Les rencontres avec les locaux sont quotidiennes, parfois faussées par l’attrait pécuniaire, et parfois sous le signe de la méfiance envers ces blancs, mais la plupart du temps elles sont simples voire enrichissantes lorsqu’il est possible d’échanger. Personnellement j’ai préféré les grandes villes, Mandalay et surtout Yangon. Des villes d’un autre temps où il règne une atmosphère vraiment particulière et où il fait bon s’égarer.
Bon allez, j’me thaÏ.

Ciao !

 Le frelon d’or : Parcourir de nouveau Yangon, cette ville bloquée au milieu voire au début du XXème. Et particulièrement le retour à Dala Township avec la jeune Kima, croisée lors de mon premier passage à Yangon. En compagnie de l’hollandaise Misha, un voyage dans un autre monde, qui commence par le ferry puis à pied ou à bord d’un trishaw, le tuktuk local, un vélo avec un side-car ou un passager est dans le sens de la marche quand l’autre est tourné vers l’arrière.
La pompe à vélo : Malheureusement j’imagine déjà les difficultés de gestion du pays une fois la démocratie vraiment en place, et les espoirs déçus… mais ce ne pourra qu’être mieux que ces cinquante dernières années.
Le fun : la soirée en boite avec Bastien et Fabien, encore une expérience… et le petit tour au festival Hip-hop avec toute la classe wesh wesh made in Myanmar. Excellent !

Benjo

PS Musical de Benjo : Olhos Molhados, de Bonga
PS Musical de Charpi : Jazz we’ve got, de Tribe Called Quest

8 avr. 2013

Non à la privatisation de la nature !

**DONNÉES DISPONIBLES**
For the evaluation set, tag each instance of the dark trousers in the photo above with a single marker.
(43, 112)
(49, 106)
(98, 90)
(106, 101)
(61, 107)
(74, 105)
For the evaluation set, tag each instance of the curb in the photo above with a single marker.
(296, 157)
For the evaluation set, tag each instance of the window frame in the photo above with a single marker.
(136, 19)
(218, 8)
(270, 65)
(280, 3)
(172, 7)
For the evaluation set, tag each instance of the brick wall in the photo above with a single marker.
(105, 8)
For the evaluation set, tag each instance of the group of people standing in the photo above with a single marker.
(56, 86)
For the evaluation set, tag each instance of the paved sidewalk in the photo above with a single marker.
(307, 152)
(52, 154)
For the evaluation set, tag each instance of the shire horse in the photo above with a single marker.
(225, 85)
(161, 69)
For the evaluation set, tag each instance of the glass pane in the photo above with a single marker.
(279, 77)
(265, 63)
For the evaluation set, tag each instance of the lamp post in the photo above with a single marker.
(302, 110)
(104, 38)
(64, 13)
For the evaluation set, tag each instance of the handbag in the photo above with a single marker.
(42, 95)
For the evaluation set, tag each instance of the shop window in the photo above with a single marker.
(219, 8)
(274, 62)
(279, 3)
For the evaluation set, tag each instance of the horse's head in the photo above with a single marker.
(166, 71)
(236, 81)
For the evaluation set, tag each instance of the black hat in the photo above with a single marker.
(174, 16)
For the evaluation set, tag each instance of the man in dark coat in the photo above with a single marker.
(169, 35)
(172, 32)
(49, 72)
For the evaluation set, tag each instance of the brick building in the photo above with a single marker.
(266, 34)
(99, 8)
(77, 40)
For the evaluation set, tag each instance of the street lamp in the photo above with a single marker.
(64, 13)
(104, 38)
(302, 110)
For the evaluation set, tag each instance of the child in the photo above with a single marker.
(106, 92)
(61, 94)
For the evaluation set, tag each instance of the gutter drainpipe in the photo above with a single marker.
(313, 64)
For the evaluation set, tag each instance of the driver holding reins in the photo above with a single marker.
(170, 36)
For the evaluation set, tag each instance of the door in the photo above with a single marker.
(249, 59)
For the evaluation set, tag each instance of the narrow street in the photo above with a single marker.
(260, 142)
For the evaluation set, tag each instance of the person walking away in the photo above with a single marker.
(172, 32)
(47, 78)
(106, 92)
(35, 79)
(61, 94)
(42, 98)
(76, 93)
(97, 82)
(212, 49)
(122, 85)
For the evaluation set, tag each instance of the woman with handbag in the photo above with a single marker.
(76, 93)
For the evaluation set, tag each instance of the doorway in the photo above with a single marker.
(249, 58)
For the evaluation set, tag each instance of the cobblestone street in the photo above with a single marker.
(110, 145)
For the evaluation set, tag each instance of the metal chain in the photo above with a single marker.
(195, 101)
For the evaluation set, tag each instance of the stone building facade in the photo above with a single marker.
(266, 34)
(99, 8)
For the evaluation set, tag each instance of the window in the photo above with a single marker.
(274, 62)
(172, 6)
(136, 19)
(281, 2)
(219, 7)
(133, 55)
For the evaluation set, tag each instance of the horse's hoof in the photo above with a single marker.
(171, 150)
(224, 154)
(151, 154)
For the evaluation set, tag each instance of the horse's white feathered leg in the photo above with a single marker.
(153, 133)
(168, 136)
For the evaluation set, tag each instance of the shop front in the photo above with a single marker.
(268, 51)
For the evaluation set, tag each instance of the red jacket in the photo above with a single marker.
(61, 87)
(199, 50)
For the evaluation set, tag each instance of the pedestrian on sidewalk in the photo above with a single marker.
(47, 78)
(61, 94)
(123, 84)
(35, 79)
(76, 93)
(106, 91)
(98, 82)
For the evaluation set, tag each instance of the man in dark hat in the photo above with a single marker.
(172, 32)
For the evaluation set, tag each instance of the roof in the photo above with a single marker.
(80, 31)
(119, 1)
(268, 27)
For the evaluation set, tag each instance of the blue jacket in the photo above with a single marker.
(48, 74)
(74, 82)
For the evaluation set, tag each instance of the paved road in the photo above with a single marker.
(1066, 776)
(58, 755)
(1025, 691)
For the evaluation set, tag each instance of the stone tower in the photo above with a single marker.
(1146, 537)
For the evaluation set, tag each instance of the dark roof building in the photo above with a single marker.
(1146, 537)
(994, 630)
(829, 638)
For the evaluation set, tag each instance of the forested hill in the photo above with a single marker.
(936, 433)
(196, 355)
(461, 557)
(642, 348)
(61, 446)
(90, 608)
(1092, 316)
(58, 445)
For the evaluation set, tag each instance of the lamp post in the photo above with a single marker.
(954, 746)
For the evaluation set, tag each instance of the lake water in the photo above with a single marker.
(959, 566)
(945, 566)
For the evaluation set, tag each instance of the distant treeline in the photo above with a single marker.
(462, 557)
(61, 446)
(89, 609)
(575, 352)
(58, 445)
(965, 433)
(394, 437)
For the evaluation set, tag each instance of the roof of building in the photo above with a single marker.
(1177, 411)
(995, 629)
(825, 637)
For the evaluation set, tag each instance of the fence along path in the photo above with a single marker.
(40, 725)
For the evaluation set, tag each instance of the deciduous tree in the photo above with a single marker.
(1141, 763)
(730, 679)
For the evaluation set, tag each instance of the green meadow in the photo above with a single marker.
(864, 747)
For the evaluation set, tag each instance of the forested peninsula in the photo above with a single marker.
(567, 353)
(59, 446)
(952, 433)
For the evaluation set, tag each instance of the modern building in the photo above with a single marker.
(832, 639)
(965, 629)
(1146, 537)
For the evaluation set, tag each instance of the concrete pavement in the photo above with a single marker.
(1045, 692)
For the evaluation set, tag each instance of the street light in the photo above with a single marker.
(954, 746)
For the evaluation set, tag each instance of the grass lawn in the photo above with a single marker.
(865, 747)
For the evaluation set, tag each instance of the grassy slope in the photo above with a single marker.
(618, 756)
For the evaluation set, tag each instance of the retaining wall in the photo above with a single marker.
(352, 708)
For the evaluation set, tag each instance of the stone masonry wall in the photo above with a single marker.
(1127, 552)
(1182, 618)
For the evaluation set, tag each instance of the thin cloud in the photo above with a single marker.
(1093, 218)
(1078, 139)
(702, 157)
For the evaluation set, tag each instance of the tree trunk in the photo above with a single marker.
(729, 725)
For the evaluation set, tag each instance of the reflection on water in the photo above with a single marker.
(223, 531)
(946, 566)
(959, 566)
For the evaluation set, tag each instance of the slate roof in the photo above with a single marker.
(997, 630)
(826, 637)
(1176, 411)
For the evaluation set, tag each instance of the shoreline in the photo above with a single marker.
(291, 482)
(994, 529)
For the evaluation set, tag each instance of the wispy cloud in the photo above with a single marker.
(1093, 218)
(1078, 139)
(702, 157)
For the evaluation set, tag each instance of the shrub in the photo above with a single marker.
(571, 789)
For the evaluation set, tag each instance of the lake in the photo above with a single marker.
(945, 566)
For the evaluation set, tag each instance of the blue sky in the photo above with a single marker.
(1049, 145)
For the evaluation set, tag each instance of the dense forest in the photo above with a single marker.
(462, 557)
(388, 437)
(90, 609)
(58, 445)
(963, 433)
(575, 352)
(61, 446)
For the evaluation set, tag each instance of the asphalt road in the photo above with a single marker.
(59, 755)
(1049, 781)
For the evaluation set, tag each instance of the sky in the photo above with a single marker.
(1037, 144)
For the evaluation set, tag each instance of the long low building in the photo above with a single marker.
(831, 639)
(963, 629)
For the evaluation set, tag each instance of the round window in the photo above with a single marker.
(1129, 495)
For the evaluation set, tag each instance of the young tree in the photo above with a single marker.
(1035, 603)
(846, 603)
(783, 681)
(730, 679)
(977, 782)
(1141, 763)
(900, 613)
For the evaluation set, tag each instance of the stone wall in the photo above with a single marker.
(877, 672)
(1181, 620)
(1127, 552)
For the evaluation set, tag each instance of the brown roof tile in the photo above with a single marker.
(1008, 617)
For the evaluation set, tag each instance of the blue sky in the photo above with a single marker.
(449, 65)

**TÂCHES À FAIRE**
A - Repérez dans les enregistrements chaque ligne où figure le mot « jacket », puis recopiez-les toutes.
B - Prolongez le récit de voyage au Myanmar à partir de sa dernière ligne.
Les enregistrements n'ont aucun rapport avec le récit de voyage au Myanmar.

**RÉPONSES AUX TÂCHES**
A -
For the evaluation set, tag each instance of the red jacket in the photo above with a single marker.
For the evaluation set, tag each instance of the blue jacket in the photo above with a single marker.

B -
Non à la privatisation tout court ? On peut s'asseoir autour d'une table et en discuter pendant des heures. Il faut juste être flexible. C’est ce que l'on nous demande : de la flexibilité ! Mais je crois que pour le domaine économique, la pensée unique domine et empêche tout autre raisonnement d'émerger.
Je suis à Sapa dans le nord du Vietnam. Je suis venu ici pour une seule chose : grimper le Fansipan, le plus haut sommet d’Asie du sud-est (sans compter la Birmanie ni la Malaisie NDLR^^). Situé à 3143m dans les Alpes Tonkinoises. Autant vous dire tout de suite qu'il faut une certaine envie pour venir à Sapa. Quitte à m'attirer les foudres de certains, Sapa c'est Disneyland sans le côté fun. Cette station climatique est devenue en quelques années une des traductions concrètes de ce que je nomme la privatisation de la nature. Des que vous arrivez, très tôt le matin, les chauffeurs de bus et motobikes vous sautent dessus, vous tirent par le bras. Ils vous annoncent des prix déments pour couvrir les 35 km de Lao Cai à Sapa.
Puis vous arrivez à Sapa. Une succession de resto, de magasins d'art traditionnel (vous vous en doutez, du fait main) et des boutiques North face à la chaine à des prix imbattables, en-dessous c’est gratuit. Ils vont même jusqu'a copier les certificats d'authenticité. La Chine n’est pas loin ça se sent. Donc beaucoup de touristes à Sapa. Dans mon cas principalement des français et des israéliens. On vient à Sapa pour trekker et faire du homestay à la rencontre des Hmong et des Dao.
J'ai passé ma première journée à chercher un moyen pour grimper seul le Fansipan et en une journée. J'avais checké la météo et le temps était magnifique pour deux jours.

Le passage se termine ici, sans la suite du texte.